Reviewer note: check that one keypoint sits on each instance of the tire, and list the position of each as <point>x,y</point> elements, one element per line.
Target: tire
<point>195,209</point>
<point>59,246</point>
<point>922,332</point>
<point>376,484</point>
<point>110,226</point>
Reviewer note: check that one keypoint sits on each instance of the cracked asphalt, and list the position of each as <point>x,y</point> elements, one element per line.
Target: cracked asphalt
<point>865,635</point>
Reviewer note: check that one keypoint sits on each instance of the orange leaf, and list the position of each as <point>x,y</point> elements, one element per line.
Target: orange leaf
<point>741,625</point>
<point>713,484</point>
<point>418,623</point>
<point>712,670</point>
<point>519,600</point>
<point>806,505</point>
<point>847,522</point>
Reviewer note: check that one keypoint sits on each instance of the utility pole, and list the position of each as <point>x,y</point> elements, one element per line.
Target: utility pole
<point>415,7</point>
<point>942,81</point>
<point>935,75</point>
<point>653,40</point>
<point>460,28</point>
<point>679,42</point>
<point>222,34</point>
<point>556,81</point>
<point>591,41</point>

——————

• REQUIRED TASK: Reproduce the records above from their start through the line containing "<point>847,522</point>", both ends included, keeping every line and shifting each point by adding 90 to both its x and y coordinates.

• WORKED ANSWER:
Reviewer note: check that one keypoint sits on each instance of the tire, and list the position of each as <point>x,y</point> elements, one element per line.
Target: tire
<point>285,299</point>
<point>149,336</point>
<point>1012,422</point>
<point>466,574</point>
<point>200,316</point>
Reviewer note: check that one keypoint sits on each instance of the cracked asphalt, and list the position of each as <point>x,y</point> elements, one element per line.
Target: cracked asphalt
<point>955,725</point>
Reviewer note: check that one keypoint sits on each instance of the orange leaf, and list the position of each as <point>x,y</point> elements, one element per line.
Target: orange leaf
<point>831,715</point>
<point>803,574</point>
<point>508,713</point>
<point>802,760</point>
<point>609,690</point>
<point>896,595</point>
<point>937,612</point>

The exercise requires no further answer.